═══ Data for this exercise
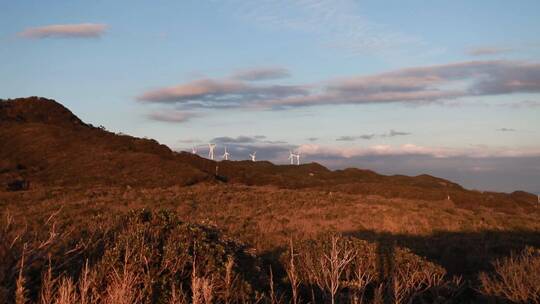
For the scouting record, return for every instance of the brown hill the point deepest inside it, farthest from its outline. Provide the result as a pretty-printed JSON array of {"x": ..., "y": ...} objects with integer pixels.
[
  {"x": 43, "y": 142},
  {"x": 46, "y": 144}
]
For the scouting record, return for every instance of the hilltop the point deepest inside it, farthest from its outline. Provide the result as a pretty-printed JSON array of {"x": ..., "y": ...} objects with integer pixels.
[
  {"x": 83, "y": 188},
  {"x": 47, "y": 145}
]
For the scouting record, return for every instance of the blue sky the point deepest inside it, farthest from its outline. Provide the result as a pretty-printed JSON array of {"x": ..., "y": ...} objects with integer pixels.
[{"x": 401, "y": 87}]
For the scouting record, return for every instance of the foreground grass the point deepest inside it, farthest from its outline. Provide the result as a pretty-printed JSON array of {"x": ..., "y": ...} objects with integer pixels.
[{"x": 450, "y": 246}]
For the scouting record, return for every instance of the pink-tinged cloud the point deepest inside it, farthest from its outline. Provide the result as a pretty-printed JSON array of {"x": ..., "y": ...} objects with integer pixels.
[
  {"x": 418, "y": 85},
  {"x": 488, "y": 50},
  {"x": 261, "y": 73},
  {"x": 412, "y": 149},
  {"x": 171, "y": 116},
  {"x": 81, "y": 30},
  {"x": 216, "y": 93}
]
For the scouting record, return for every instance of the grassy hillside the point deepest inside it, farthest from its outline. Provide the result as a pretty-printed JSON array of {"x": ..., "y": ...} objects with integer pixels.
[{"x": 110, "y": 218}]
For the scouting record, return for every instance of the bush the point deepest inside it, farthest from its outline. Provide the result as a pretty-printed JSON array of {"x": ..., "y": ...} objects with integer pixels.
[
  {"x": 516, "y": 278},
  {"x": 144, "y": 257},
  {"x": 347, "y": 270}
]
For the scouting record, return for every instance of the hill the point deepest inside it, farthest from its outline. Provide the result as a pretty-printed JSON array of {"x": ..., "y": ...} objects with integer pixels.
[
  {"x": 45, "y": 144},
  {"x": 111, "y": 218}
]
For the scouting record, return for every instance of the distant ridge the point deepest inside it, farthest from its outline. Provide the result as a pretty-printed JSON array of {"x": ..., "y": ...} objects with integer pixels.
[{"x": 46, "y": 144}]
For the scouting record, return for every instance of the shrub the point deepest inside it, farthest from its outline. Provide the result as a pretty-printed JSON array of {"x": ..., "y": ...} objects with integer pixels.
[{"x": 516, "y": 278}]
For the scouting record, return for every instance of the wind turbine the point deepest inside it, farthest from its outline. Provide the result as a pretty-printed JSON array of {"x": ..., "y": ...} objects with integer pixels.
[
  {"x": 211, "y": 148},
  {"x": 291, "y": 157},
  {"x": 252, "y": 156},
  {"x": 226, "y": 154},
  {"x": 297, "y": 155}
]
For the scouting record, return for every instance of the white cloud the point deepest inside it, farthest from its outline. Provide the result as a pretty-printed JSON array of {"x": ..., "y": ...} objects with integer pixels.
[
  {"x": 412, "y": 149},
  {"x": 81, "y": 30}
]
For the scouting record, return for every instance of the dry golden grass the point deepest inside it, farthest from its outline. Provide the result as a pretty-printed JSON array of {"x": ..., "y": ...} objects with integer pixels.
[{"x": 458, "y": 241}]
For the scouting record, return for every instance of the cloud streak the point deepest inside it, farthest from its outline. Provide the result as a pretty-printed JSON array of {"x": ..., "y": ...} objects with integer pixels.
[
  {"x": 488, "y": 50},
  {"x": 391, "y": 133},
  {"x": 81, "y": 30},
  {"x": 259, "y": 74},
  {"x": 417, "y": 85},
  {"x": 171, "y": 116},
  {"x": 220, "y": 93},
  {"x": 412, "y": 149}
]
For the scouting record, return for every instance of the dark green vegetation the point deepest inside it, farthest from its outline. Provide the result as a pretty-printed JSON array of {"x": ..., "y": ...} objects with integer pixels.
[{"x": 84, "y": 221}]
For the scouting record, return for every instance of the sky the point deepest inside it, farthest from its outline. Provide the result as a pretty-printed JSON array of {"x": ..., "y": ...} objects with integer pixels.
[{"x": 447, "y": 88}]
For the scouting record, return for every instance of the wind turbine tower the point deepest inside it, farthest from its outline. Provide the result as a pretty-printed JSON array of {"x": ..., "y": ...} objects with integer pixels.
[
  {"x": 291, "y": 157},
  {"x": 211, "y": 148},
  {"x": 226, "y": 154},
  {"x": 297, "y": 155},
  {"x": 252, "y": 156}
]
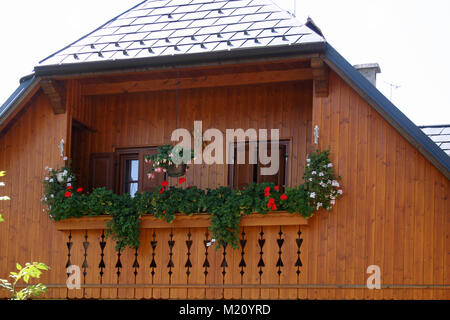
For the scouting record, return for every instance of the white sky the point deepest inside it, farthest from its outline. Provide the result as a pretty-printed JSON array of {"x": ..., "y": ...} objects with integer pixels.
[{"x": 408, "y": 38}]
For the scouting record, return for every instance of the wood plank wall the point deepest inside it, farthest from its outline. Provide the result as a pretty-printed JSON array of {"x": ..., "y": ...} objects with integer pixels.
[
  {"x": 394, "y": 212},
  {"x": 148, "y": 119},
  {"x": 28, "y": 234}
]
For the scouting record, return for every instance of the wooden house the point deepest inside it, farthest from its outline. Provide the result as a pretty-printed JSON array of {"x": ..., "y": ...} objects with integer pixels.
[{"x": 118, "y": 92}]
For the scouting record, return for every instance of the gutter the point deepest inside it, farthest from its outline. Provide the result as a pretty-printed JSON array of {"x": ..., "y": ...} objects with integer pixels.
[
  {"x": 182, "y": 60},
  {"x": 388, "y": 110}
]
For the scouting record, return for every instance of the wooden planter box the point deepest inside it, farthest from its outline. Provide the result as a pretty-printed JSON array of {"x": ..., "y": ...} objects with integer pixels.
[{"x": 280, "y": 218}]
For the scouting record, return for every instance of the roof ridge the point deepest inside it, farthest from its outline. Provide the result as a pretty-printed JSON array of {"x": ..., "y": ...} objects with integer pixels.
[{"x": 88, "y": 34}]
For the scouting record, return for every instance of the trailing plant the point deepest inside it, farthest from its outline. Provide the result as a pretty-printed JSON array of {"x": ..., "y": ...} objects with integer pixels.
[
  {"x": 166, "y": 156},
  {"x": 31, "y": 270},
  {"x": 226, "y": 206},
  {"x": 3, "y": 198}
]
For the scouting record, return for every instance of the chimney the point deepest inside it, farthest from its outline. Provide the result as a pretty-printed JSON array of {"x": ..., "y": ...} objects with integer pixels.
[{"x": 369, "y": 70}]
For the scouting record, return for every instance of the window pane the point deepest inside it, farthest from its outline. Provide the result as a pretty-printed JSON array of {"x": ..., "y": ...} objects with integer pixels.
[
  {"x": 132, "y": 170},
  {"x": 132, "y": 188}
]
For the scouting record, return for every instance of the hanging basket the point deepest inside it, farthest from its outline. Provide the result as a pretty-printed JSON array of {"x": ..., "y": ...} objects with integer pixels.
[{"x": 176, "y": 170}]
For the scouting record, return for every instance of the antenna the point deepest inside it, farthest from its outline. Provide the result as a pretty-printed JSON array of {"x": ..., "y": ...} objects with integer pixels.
══════
--- What the exercise asks ---
Reproduce the records, all of them, word for word; omit the pictures.

--- Task solution ---
For the scouting record, return for every instance of the brown hill the point deepest inside it, farthest from its outline. Provide the result as a pretty-printed JSON array of {"x": ..., "y": ...} objects with integer pixels.
[
  {"x": 43, "y": 142},
  {"x": 46, "y": 144}
]
For the scouting record, return for every instance of the hilltop the point deepest inside it, farthest from its outline. Provide the result as a pretty-printed JSON array of {"x": ..., "y": ...} objects with integer pixels.
[
  {"x": 83, "y": 188},
  {"x": 47, "y": 145}
]
For the scouting record, return for every instance of the blue sky the point deepest inside it, farthest from its outline. Provide the result as a pretty-printed JSON array of {"x": ..., "y": ...} objects with integer pixels.
[{"x": 401, "y": 87}]
For the scouting record, return for every instance of the foreground grass the point deepest inside it, farthest from its outline. Provide the result as a pretty-printed JSON array of {"x": ..., "y": ...} objects with integer pixels.
[{"x": 450, "y": 246}]
For the scouting record, return for every instance of the pink-tinged cloud the point deepest inside it, farthest from its outline. Provide the result as a pretty-printed JSON array of {"x": ..., "y": ...} objects with integer pixels.
[
  {"x": 418, "y": 85},
  {"x": 488, "y": 50},
  {"x": 261, "y": 73},
  {"x": 412, "y": 149},
  {"x": 171, "y": 116},
  {"x": 81, "y": 30},
  {"x": 216, "y": 93}
]
For the scouting record, return for every instance of the grassy hillside the point deepest inside it, farthest from its outline. Provide the result as a pretty-printed JSON array of {"x": ..., "y": ...} objects with integer pixels.
[{"x": 110, "y": 218}]
For the scouting record, return for every instance of the bush the point deepest inside it, farthest from its outline. Provide the result as a pretty-printed JSON array of {"x": ..., "y": ...} objects with integer pixels.
[
  {"x": 516, "y": 278},
  {"x": 144, "y": 257},
  {"x": 347, "y": 270}
]
For the scouting record, return for every instance of the hill the point deepest inside it, farthest from its outline. Provide the result as a pretty-printed JSON array of {"x": ..., "y": ...} objects with integer pixels.
[
  {"x": 45, "y": 144},
  {"x": 111, "y": 218}
]
For the scouting record, return for every instance of the distant ridge the point deepest inside it, farthest from its outline. Provide the result as a pretty-printed JSON array of {"x": ..., "y": ...} objects with integer pixels.
[{"x": 46, "y": 144}]
For the scouting record, return for every instance of the shrub the point deepest inside it, farthest from its outline. Provide the result as a pretty-printed JSON array of {"x": ..., "y": ...} objects with integer pixels.
[{"x": 516, "y": 278}]
For the scouting record, return for every instance of the wind turbine the point deepest inside it, farthest from its outline. Provide the result as a pretty-printed JSON array of {"x": ..., "y": ...} objects with integer pixels.
[
  {"x": 211, "y": 148},
  {"x": 291, "y": 157},
  {"x": 252, "y": 156},
  {"x": 226, "y": 154},
  {"x": 297, "y": 155}
]
For the scouting record, return for every instance of the white cloud the point deepest inside it, farthest from its outline. Provide the result as a pretty-printed JSON array of {"x": ..., "y": ...} objects with integer pixels.
[
  {"x": 412, "y": 149},
  {"x": 81, "y": 30}
]
For the scouting record, return for every instance of the dry golden grass the point deepest inside it, farthest from its outline. Provide the result as a pretty-printed JSON array of {"x": ..., "y": ...} objects with integer pixels.
[{"x": 458, "y": 241}]
For the scouting record, return for every instance of the cloud streak the point deepest inside it, farthest from its outline. Provide the result as a pretty-printed JSON array of {"x": ..., "y": ...} objects with integer pixels.
[
  {"x": 488, "y": 50},
  {"x": 391, "y": 133},
  {"x": 81, "y": 30},
  {"x": 259, "y": 74},
  {"x": 417, "y": 85},
  {"x": 171, "y": 116},
  {"x": 220, "y": 93},
  {"x": 412, "y": 149}
]
For the scouting record, return for every instance of the dark green vegetation the point deepest inside it, farthest from its outline. Provide the result as a pretty-printed JSON array of {"x": ..., "y": ...} objects with integer pixels.
[{"x": 84, "y": 221}]
For the scouting record, return for every instance of the sky the point deepest inside it, farthest from its outline. Provide the result as a pretty-printed JSON array of {"x": ..., "y": ...} objects with integer pixels.
[{"x": 447, "y": 88}]
For the scouting record, return for every instance of the wind turbine tower the point deepest inside it, farthest from its outline. Provide the result as a pretty-printed JSON array of {"x": ..., "y": ...} objects with integer pixels.
[
  {"x": 291, "y": 157},
  {"x": 211, "y": 148},
  {"x": 226, "y": 154},
  {"x": 297, "y": 155},
  {"x": 252, "y": 156}
]
For the scouting record, return for every instance of the white sky the point deepest inside it, farthest from its outline. Provide the result as a pretty-printed JSON array of {"x": ..., "y": ...} objects with integer pixels.
[{"x": 408, "y": 38}]
For the scouting record, return for every instance of the wood plank wall the point deepest inside it, farthest from its outline. Provide the result as a pretty-printed JSON array of {"x": ..., "y": ...} objects with integer pixels.
[
  {"x": 394, "y": 212},
  {"x": 148, "y": 119},
  {"x": 28, "y": 234}
]
For the scouting record, return for every instance of the wooden house the point deepest inside it, farthest from its outline. Provide the result as a pretty-printed JSON array of {"x": ..., "y": ...} objects with integer pixels.
[{"x": 118, "y": 92}]
For the scouting record, return for every instance of the gutter the point deepest inside it, farthest from its outline. Provide the result as a pretty-printed JSON array of {"x": ..., "y": ...} objects with integer pixels.
[
  {"x": 182, "y": 60},
  {"x": 388, "y": 110}
]
For the scouting record, return for every instance of the wooden planter box the point deepest inside it, farthest from its outline. Provide the result as a pretty-printed JSON array of {"x": ..., "y": ...} objects with integer pixels.
[{"x": 280, "y": 218}]
For the scouting record, return for every instance of the roof ridge the point deepest inside it, farthest from its outline. Provide the result as a pretty-printed JSON array of {"x": ..., "y": ...} objects with integer pixels.
[{"x": 88, "y": 34}]
For the scouting record, return for every instance of the trailing plant the point deepest inside it, farthest from its outline. Provide the result as a pretty-printed JSON array of {"x": ..., "y": ...} objects with integer pixels.
[
  {"x": 166, "y": 156},
  {"x": 31, "y": 270},
  {"x": 226, "y": 206},
  {"x": 3, "y": 198}
]
For the scouting record, return for every instance of the chimney the point deepest inside it, farthest from its outline. Provide the result as a pretty-printed JSON array of {"x": ..., "y": ...} objects with integer pixels.
[{"x": 369, "y": 70}]
For the scouting record, return for every instance of the window pane the point deepest inside it, farthest from its outline. Provide the result as a pretty-printed JSON array of {"x": ..., "y": ...} objects with integer pixels.
[
  {"x": 132, "y": 170},
  {"x": 132, "y": 188}
]
For the scouting record, return for every instance of the hanging basket the point deepest inside it, farthest from its outline. Provide the result as a pretty-printed JSON array of {"x": ..., "y": ...} objects with integer pixels.
[{"x": 176, "y": 170}]
For the scouting record, return for every instance of the antenna the point deepest inside it, farthest from its outline. Provide the result as a pretty-printed JSON array of {"x": ..., "y": ...} objects with integer pixels.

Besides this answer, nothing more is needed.